DATA EXCERPTS:
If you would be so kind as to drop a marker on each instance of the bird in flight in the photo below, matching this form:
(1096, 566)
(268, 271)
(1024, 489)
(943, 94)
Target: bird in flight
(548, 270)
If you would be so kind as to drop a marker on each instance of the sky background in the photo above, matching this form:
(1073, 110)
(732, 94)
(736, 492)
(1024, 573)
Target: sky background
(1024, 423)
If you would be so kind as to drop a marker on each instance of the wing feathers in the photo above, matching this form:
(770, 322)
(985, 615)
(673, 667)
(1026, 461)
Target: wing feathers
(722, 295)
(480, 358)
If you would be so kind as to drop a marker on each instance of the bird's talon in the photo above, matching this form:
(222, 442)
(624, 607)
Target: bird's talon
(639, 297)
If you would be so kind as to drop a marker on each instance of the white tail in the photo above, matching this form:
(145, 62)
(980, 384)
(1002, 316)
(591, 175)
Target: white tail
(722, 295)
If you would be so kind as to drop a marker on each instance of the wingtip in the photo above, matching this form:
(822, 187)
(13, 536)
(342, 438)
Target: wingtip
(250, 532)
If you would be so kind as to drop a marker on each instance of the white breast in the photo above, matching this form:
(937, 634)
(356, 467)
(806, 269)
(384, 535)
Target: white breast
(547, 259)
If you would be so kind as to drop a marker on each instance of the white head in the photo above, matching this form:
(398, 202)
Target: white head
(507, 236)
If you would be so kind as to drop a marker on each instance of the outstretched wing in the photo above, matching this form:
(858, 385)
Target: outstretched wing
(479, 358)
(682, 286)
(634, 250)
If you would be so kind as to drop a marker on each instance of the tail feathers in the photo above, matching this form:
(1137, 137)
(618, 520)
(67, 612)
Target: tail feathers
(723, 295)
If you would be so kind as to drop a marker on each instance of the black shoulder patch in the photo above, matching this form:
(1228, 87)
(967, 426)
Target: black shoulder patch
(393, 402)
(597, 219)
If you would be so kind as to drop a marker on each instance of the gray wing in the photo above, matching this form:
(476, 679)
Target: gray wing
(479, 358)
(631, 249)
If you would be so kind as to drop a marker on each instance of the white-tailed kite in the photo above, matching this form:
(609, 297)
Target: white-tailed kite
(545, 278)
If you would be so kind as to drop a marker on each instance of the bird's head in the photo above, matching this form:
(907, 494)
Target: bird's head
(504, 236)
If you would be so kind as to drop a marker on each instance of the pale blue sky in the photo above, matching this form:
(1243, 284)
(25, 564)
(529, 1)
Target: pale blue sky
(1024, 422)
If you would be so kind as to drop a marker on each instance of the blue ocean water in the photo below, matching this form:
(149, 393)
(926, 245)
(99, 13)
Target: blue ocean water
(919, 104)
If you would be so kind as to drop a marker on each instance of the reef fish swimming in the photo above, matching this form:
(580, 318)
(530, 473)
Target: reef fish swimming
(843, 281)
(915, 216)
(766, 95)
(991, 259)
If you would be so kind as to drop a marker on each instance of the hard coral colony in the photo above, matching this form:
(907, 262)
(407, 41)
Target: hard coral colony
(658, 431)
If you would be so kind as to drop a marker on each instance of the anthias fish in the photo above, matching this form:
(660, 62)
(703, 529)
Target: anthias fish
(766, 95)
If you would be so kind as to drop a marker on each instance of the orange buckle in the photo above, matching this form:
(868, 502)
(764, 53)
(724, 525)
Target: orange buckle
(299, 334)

TASK TO CARRY OUT:
Rewrite the listing from the line containing "of the hard" through the end, replacing "hard coral colony" with "soft coral colony" and leaving everything else unchanged.

ANSWER FOR THIS EXERCISE:
If you would be so kind as to drop a marker on each instance of the soft coral colony in the photo above, matching this form:
(907, 262)
(407, 41)
Target: soft coral colony
(658, 431)
If you would be so kind as to drop a marker on each instance of the anthias fish in the photo above, matching this form:
(660, 62)
(703, 529)
Target: anthias fish
(766, 95)
If you would be so kind as to drop a marker on each instance of the orange buckle in the photo above, matching this form:
(868, 502)
(764, 53)
(724, 525)
Target: orange buckle
(299, 334)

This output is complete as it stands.